* PROVIDED TEXT

A dead simple way of OCR-ing a document for AI ingestion. Documents are meant to be a visual representation after all. With weird layouts, tables, charts, etc. The vision models just make sense!
The general logic:
- Pass in a PDF (URL or file buffer)
- Turn the PDF into a series of images
- Pass each image to GPT and ask nicely for Markdown
- Aggregate the responses and return Markdown
Sounds pretty basic! But with the gpt-4o-mini
this method is price competitive with existing products, with meaningfully better results.
This is how the pricing stacks up to other document processers. Running 1,000 pages with Zerox uses about 25M input tokens and 0.4M output tokens.
Service | Cost | Accuracy | Table Quality |
---|---|---|---|
AWS Textract [1] | $1.50 / 1,000 pages | Low | Low |
Google Document AI [2] | $1.50 / 1,000 pages | Low | Low |
Azure Document AI [3] | $1.50 / 1,000 pages | High | Mid |
Unstructured (PDF) [4] | $10.00 / 1,000 pages | Mid | Mid |
------------------------ | -------------------- | -------- | ------------- |
Zerox (gpt-mini) | $ 4.00 / 1,000 pages | High | High |
npm install zerox
Zerox uses graphicsmagick
and ghostscript
for the pdf => image processing step. These should be pulled automatically, but you may need to manually install.
With file URL
import { zerox } from "zerox";
const result = await zerox({
filePath: "https://omni-demo-data.s3.amazonaws.com/test/cs101.pdf",
openaiAPIKey: process.env.OPENAI_API_KEY,
});
From local path
import path from "path";
import { zerox } from "zerox";
const result = await zerox({
filePath: path.resolve(__dirname, "./cs101.pdf"),
openaiAPIKey: process.env.OPENAI_API_KEY,
});
const result = await zerox({
// Required
filePath: "path/to/file",
openaiAPIKey: process.env.OPENAI_API_KEY,
// Optional
concurrency: 10, // Number of pages to run at a time.
maintainFormat: false, // Slower but helps maintain consistent formatting.
cleanup: true, // Clear images from tmp after run.
outputDir: undefined, // Save combined result.md to a file
tempDir: "/os/tmp", // Directory to use for temporary files (default: system temp directory)

* DATA SECTION
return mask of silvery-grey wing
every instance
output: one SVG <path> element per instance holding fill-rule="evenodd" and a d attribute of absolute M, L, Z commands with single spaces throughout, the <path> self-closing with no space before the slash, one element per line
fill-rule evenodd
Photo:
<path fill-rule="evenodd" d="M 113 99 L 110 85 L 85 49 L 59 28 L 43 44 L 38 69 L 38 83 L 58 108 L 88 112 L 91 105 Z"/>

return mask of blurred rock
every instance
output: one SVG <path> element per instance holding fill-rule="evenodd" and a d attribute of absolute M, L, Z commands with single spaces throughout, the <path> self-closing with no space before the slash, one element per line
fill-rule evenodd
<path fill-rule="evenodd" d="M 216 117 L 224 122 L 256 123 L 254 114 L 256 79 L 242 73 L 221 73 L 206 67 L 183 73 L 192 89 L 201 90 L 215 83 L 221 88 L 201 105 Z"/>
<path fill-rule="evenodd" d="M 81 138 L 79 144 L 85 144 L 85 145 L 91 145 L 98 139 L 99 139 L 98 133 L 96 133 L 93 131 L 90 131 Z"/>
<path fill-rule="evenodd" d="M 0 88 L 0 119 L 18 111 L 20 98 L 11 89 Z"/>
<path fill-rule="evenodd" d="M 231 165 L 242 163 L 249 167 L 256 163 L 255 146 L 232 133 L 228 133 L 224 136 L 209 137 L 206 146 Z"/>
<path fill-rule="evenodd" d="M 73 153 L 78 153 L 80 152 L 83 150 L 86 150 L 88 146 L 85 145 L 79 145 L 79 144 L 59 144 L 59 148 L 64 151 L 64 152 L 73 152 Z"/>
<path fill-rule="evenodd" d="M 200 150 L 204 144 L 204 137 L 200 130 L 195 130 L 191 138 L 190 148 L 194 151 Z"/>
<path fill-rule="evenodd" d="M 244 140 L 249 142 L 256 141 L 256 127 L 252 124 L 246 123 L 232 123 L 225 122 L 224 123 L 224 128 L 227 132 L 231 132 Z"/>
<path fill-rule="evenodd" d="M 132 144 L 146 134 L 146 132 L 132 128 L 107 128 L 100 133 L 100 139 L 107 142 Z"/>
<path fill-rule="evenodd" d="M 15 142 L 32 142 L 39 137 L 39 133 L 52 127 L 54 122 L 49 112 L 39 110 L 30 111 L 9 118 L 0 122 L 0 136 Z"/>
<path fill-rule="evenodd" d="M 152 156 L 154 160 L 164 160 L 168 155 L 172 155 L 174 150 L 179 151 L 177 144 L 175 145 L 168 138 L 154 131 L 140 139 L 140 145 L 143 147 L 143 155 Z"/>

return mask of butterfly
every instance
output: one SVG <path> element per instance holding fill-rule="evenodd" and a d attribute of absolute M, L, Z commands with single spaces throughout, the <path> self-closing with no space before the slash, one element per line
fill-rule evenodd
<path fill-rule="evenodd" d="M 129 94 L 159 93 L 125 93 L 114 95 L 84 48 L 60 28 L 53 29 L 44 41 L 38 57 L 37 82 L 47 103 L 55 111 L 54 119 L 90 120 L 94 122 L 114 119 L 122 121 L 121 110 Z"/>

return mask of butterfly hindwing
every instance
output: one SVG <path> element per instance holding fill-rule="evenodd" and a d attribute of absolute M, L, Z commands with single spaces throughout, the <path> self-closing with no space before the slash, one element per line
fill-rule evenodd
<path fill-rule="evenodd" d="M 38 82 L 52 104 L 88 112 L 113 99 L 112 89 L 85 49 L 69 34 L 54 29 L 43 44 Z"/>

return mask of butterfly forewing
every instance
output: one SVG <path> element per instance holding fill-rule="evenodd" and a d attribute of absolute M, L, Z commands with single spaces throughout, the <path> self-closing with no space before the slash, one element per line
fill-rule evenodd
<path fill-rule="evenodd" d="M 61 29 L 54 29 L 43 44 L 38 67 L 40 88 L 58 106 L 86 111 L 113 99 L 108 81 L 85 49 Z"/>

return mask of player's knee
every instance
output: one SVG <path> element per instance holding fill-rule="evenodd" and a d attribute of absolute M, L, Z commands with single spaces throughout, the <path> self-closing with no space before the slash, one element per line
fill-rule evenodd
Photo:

* TASK A
Condense the paragraph of the Zerox page that begins "A dead simple way of OCR-ing" into a short bulleted list that keeps its main points.
* TASK B
Carry on the Zerox page from its final line.

* TASK RESPONSE A
- Zerox offers a very simple way to OCR a document for AI ingestion.
- Documents are visual representations, with unusual layouts, tables, and charts.
- Vision models therefore make sense for the job.

* TASK RESPONSE B
});
The maintainFormat
option trys to return the markdown in a consistent format by passing the output of a prior page in as additional context for the next page. This requires the requests to run synchronously, so it's a lot slower. But valueable if your documents have a lot of tabular data, or frequently have tables that cross pages.
Request #1 => page_1_image
Request #2 => page_1_markdown + page_2_image
Request #3 => page_2_markdown + page_3_image
{
completionTime: 10038,
fileName: 'invoice_36258',
inputTokens: 25543,
outputTokens: 210,
pages: [
{
content: '# INVOICE # 36258\n' +
'**Date:** Mar 06 2012 \n' +
'**Ship Mode:** First Class \n' +
'**Balance Due:** $50.10 \n' +
'## Bill To:\n' +
'Aaron Bergman \n' +
'98103, Seattle, \n' +
'Washington, United States \n' +
'## Ship To:\n' +
'Aaron Bergman \n' +
'98103, Seattle, \n' +
'Washington, United States \n' +
'\n' +
'| Item | Quantity | Rate | Amount |\n' +
'|--------------------------------------------|----------|--------|---------|\n' +
"| Global Push Button Manager's Chair, Indigo | 1 | $48.71 | $48.71 |\n" +
'| Chairs, Furniture, FUR-CH-4421 | | | |\n' +
'\n' +
'**Subtotal:** $48.71 \n' +
'**Discount (20%):** $9.74 \n' +
'**Shipping:** $11.13 \n' +
'**Total:** $50.10 \n' +
'---\n' +
'**Notes:** \n' +
'Thanks for your business! \n' +
'**Terms:** \n' +
'Order ID : CA-2012-AB10015140-40974 ',
page: 1,
contentLength: 747
}
]
}
This project is licensed under the MIT License.